* **TRECHO DO TEXTO**:

O que há em comum entre o último livro do escritor sul-mato-grossense Luiz Taques e o mais recente drama cinematográfico do ator, cineasta e diretor norte-americano Clint Eastwood?

Drogas.

Sim, o tráfico de drogas.

Pois o filme (“A Mula”), de Eastwood, e a novela (“MULAS”), de Taques, por coincidência, tratam desse assunto e em ângulos palpitantes.

As obras são de ficção, embora baseadas em fatos; possuem semelhanças nas tarefas executadas por ‘mulas’. Porém, adquirem formas próprias em suas trajetórias no instante do desenvolvimento dos enredos.

O filme foge do estereótipo de pagamentos insignificantes para a bolivianinha do livro de Luiz Taques. O americano branco (e idoso de Clint Eastwood) ganha de acordo com o peso da carga de cocaína que será transportada. E, em sua segunda viagem, já adquire um carro novo, reforma o clube dos militares e ajuda na educação da neta, a neta que ele não viu crescer.

No livro “MULAS”, para a bolivianinha, adolescente, desprovida de estudo e, portanto, de futuro incerto, quando presa, sobra o mundo cão: o estupro, a exposição na mídia e a doença. Ou seja, os seus aliciadores compram barato todo o pacote.

A ‘mula’ é uma metáfora e se refere àquele indivíduo que transporta drogas, a mando de alguém, um alguém geralmente poderoso.

Enquanto no filme de Eastwood a ‘mula’ americana vai presa e (subentende-se) deixa um bom dinheiro para a família, na criação literária de Taques, as obviedades do ofício são jogadas na cara do leitor. Ali, na fronteira oeste brasileira, a maioria parece ser formada por mulheres, quase sempre analfabetas funcionais, carentes de perspectivas de sobrevivência digna, enganadas por amores de contos de fadas, as que mais se aventuram como ‘mulas’.

O fio condutor da narrativa de Luiz Taques é a heroína bolivianinha da cidade de Puerto Suárez. No filme, o consagrado ator e cineasta interpreta Earl Stone, o aposentado de guerra que se volta ao cultivo de flores (lírios) de uma forma tão devotada que o conduzem à falência e ao distanciamento de sua família. As dificuldades financeiras da velhice também o levam a se tornar uma ‘mula’.

* **REQUISITOS DAS TAREFAS**:
[A] Traduza para o inglês esta frase do texto sobre as "mulas" do tráfico: "A ‘mula’ é uma metáfora e se refere àquele indivíduo que transporta drogas, a mando de alguém, um alguém geralmente poderoso."
[B] Segundo o texto sobre as "mulas" do tráfico, de que cidade é a heroína bolivianinha que conduz a narrativa de Luiz Taques?
Baseie-se exclusivamente no texto para responder.

* **LINHAS FORNECIDAS**:
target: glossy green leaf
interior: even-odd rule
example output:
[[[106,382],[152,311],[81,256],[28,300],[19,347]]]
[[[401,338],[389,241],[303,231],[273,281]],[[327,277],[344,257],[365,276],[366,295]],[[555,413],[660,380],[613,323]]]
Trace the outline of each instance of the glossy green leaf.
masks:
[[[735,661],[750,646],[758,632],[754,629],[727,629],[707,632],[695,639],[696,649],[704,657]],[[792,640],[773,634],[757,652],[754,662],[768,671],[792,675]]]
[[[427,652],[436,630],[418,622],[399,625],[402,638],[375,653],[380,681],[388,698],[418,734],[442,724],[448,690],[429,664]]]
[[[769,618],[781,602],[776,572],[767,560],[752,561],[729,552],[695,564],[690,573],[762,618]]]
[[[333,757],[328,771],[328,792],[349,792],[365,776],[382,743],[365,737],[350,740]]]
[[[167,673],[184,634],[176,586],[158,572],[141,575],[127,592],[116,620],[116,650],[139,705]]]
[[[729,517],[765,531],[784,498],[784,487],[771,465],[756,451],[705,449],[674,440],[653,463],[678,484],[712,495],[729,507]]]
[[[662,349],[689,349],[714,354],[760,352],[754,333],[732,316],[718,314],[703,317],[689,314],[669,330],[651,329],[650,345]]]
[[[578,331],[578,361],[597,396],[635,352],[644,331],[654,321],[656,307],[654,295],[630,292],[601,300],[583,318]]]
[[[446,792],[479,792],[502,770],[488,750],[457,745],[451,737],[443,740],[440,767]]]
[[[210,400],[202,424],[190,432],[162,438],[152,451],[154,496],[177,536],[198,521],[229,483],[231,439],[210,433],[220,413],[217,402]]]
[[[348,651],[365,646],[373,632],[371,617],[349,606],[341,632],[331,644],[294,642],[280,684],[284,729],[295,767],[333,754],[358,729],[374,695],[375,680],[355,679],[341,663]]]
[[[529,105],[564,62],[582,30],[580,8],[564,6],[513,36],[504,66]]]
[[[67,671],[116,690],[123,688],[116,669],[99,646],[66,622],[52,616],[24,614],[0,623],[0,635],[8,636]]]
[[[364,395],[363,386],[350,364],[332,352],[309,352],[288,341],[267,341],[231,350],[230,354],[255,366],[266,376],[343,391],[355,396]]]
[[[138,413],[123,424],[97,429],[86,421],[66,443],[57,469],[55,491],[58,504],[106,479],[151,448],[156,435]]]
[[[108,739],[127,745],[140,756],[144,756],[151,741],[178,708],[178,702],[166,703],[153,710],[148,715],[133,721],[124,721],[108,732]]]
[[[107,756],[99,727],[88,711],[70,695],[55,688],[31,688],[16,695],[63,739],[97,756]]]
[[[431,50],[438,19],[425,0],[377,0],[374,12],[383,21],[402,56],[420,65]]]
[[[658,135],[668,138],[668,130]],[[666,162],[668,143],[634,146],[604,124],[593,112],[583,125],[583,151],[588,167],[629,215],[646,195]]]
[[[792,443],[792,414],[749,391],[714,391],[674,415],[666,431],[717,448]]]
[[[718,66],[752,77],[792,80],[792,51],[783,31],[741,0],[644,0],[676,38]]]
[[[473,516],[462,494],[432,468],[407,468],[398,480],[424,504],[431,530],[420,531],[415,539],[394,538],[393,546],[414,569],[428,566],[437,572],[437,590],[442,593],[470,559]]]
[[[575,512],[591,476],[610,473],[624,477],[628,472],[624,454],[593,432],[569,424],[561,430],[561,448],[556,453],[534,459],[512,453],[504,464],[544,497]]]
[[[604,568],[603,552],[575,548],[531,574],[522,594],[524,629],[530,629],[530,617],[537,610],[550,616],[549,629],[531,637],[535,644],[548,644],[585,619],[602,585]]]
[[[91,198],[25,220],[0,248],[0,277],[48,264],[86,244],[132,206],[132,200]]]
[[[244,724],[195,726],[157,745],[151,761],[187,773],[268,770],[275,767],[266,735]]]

* **RESPOSTAS NUMERADAS**:
[A] The 'mule' is a metaphor and refers to the individual who transports drugs on someone's orders, someone who is usually powerful.

[B] Puerto Suárez.